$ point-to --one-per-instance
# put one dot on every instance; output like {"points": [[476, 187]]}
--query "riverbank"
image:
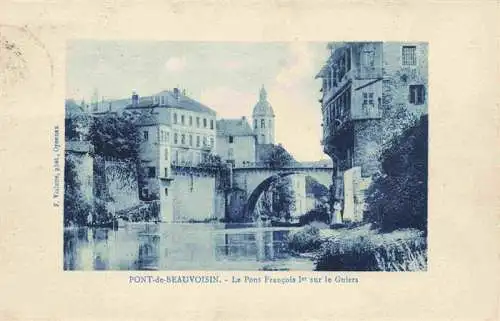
{"points": [[361, 249]]}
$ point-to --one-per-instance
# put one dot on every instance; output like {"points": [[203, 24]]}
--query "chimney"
{"points": [[135, 99], [176, 93]]}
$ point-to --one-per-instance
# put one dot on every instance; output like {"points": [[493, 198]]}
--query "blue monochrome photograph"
{"points": [[246, 156]]}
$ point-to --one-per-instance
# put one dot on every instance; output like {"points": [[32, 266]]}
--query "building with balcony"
{"points": [[363, 85]]}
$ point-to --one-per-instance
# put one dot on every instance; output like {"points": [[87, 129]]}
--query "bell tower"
{"points": [[263, 119]]}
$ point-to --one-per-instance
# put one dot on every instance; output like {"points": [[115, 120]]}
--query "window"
{"points": [[409, 55], [367, 98], [151, 172], [368, 58], [417, 94]]}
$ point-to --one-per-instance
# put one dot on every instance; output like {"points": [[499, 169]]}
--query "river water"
{"points": [[195, 246]]}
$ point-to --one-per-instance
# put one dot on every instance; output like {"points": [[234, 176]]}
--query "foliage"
{"points": [[306, 239], [319, 214], [76, 208], [315, 188], [115, 137], [398, 197], [278, 201], [367, 250]]}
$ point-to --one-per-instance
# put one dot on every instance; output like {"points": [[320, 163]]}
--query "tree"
{"points": [[76, 208], [398, 196], [279, 157]]}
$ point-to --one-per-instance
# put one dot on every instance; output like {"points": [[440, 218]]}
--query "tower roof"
{"points": [[263, 107]]}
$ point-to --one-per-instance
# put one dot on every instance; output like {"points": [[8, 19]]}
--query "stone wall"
{"points": [[194, 197]]}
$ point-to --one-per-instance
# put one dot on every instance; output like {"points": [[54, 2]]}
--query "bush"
{"points": [[369, 251], [307, 239], [315, 215], [398, 197]]}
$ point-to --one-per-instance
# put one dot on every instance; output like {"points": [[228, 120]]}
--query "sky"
{"points": [[226, 76]]}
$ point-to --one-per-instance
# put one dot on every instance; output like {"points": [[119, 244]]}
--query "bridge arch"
{"points": [[261, 188]]}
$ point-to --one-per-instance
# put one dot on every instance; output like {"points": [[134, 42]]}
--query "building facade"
{"points": [[364, 84], [263, 119], [236, 142], [176, 131]]}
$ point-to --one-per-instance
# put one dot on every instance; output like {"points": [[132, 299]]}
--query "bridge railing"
{"points": [[272, 166]]}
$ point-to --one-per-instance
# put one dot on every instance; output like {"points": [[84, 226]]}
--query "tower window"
{"points": [[417, 94], [367, 98], [151, 172], [409, 55]]}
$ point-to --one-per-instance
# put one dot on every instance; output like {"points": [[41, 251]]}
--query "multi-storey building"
{"points": [[176, 130], [364, 83], [236, 141]]}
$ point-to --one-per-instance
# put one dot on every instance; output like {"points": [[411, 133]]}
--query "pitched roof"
{"points": [[234, 127], [174, 100], [72, 109]]}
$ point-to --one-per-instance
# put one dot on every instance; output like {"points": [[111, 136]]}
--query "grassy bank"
{"points": [[361, 249]]}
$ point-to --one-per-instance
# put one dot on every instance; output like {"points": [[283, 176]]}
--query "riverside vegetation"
{"points": [[393, 235]]}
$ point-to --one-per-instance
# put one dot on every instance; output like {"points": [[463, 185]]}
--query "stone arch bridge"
{"points": [[248, 183]]}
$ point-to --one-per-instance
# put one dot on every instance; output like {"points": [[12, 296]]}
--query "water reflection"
{"points": [[179, 247]]}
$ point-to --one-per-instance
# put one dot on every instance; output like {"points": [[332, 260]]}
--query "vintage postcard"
{"points": [[254, 160], [207, 173]]}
+ + + + + + +
Written instruction:
Locate each line in the data above that contains the string "stone" and copy those lines. Case counts.

Response:
--query "stone wall"
--query "stone arch bridge"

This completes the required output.